### SHORT PROBLEM
Put every line of the rows below into a JSON list of strings, one string per line, with blank lines dropped. Leave the pictures out of the list.
□ □ □ □ □
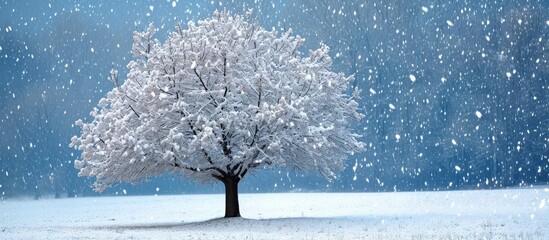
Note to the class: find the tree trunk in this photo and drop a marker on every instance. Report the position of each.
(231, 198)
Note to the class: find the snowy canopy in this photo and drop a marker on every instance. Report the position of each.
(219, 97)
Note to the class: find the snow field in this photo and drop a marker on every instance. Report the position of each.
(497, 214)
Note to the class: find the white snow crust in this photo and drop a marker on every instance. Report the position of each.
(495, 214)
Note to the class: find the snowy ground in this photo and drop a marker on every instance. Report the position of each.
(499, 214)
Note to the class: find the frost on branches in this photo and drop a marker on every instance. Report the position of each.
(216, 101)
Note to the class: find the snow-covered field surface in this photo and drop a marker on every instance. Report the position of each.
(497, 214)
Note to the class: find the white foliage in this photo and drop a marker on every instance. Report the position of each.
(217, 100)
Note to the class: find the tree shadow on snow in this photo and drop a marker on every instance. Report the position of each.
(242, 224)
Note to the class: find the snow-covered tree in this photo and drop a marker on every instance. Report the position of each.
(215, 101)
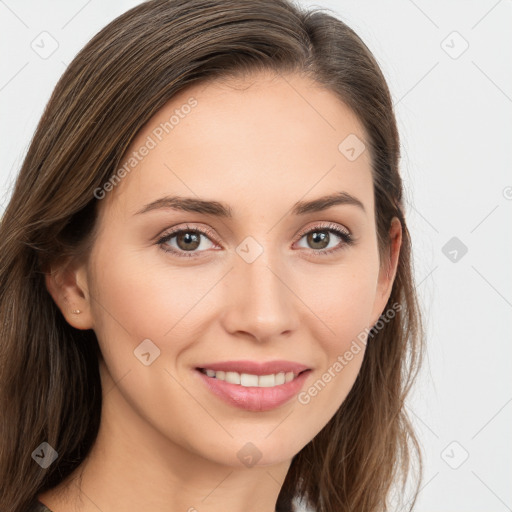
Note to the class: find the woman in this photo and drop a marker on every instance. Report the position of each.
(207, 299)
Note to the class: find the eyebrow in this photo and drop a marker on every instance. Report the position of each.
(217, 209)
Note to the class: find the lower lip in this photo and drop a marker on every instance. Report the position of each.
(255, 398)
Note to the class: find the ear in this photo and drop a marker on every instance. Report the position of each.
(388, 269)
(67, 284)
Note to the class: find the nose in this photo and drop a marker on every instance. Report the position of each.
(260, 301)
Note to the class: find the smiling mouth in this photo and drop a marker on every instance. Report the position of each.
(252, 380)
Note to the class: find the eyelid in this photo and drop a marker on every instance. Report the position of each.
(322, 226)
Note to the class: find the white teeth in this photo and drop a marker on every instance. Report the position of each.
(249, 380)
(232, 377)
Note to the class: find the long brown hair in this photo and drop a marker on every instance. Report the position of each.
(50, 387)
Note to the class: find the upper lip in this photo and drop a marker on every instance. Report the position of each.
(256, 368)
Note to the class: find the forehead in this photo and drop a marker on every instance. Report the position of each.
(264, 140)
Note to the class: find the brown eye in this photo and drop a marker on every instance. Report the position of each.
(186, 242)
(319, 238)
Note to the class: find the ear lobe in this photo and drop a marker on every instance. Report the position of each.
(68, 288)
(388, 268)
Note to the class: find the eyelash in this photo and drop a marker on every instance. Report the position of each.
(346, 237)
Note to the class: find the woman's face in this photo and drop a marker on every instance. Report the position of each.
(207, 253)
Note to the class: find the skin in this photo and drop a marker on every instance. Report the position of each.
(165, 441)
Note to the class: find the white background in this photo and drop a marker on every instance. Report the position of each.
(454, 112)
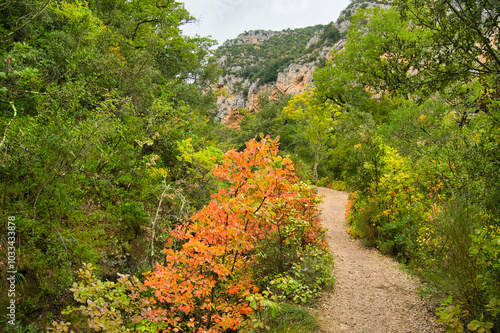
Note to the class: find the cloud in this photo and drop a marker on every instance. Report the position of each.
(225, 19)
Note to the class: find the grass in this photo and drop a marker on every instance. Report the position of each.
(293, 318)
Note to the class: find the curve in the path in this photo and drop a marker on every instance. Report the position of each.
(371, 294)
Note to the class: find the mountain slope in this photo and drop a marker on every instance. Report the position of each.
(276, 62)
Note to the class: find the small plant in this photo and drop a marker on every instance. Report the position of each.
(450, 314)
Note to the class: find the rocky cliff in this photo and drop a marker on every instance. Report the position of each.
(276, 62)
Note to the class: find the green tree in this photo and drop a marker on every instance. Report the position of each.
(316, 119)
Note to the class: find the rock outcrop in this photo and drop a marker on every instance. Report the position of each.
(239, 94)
□ □ □ □ □
### ANSWER FOR THIS EXERCISE
[
  "Note to the class: find the tree trunk in this photo and drop a marker on every instance. Report the position of each.",
  "(231, 198)",
  "Note to the class: find the snowy canopy in this photo and drop a marker on every instance. Report the position of each.",
  "(219, 97)",
  "Note to the class: find the snow field in this photo and drop a marker on every instance. Report the position of each.",
  "(497, 214)",
  "Note to the class: find the white snow crust in this photo and drop a marker on every instance. Report the position of each.",
  "(495, 214)",
  "Note to the class: find the snowy ground in this photo and drop a marker on every instance. Report the position of each.",
  "(499, 214)",
  "Note to the class: find the frost on branches in this photo and drop a marker on every instance. Report the position of each.",
  "(216, 101)",
  "Note to the class: find the snow-covered field surface in this photo and drop a marker on every instance. Report the position of each.",
  "(497, 214)",
  "Note to the class: find the white foliage in this photo and drop a marker on every instance. Report the position of each.",
  "(217, 100)",
  "Note to the class: find the tree shadow on snow in this photo and drop a marker on every instance. Report the position of each.",
  "(242, 224)",
  "Note to the class: find the snow-covered tree in this photo and drop a marker on every instance. Report the position of each.",
  "(215, 101)",
  "Note to the class: find the woman in this photo and drop a marker on every instance. Report the position of each.",
  "(207, 299)",
  "Note to the class: find the eyebrow in this photo and drop a marker on every instance. Report the position of each.",
  "(217, 209)",
  "Note to the class: find the lower lip in this photo and drop a marker on every instance. Report the position of each.",
  "(255, 398)",
  "Note to the class: find the ear in this photo and drop a marker on every instance. Report the position of each.",
  "(388, 269)",
  "(67, 284)",
  "Note to the class: find the nose in this photo and drop a marker on every instance. Report the position of each.",
  "(260, 301)",
  "Note to the class: find the smiling mouth in this photo and drop a marker on every instance. Report the position of each.",
  "(252, 380)",
  "Note to the class: find the eyelid in this photo and drop a marker on every instance. Report the position of each.",
  "(322, 226)",
  "Note to the class: find the white teeth in this photo and drop a marker on every instance. Report the position of each.",
  "(249, 380)",
  "(232, 377)",
  "Note to the class: find the long brown hair in this photo and drop a marker on every instance. Report the position of each.",
  "(50, 387)",
  "Note to the class: find the upper lip in this photo and drop a marker on every instance. Report the position of each.",
  "(256, 368)",
  "Note to the class: find the forehead in this photo and drop a marker on every instance. Report the position of each.",
  "(264, 140)",
  "Note to the class: find the brown eye in this photo and drop a marker on every instance. Report the position of each.",
  "(186, 242)",
  "(319, 238)",
  "Note to the class: find the ear lobe in this photo and drop a marker on every instance. Report the position of each.",
  "(68, 288)",
  "(388, 268)",
  "Note to the class: find the eyelash in this photo and drop a marker on every instance. Report the position of each.",
  "(346, 237)",
  "Note to the class: find the woman's face in this photo and drop a marker on every instance. Report the position of each.",
  "(207, 253)",
  "Note to the class: find the skin in this photo and drop a marker on every instance. Report the position of each.",
  "(165, 441)",
  "Note to the class: find the white background in this photo and drop a marker on every instance. Report the position of each.",
  "(454, 112)",
  "Note to the class: find the cloud in this photo and drop a marker on every instance. Report the position of each.",
  "(225, 19)",
  "Note to the class: find the grass in this photo and drop a marker on every instance. Report the position of each.",
  "(293, 318)",
  "Note to the class: find the curve in the path in this photo and drop a marker on every instance. Report the position of each.",
  "(371, 294)",
  "Note to the class: find the mountain slope in this photo and drop a marker on every instance. Report the position of each.",
  "(276, 62)",
  "Note to the class: find the small plant in this photo and drop a marker on every instance. Report the position of each.",
  "(450, 314)",
  "Note to the class: find the rocky cliff in this photo and drop a marker on every instance. Report the position of each.",
  "(276, 62)",
  "Note to the class: find the green tree in this photo and drop a marker on every instance. Report the position of each.",
  "(316, 119)",
  "Note to the class: find the rock outcrop in this photo and drop a marker on every instance. Report the position of each.",
  "(239, 94)"
]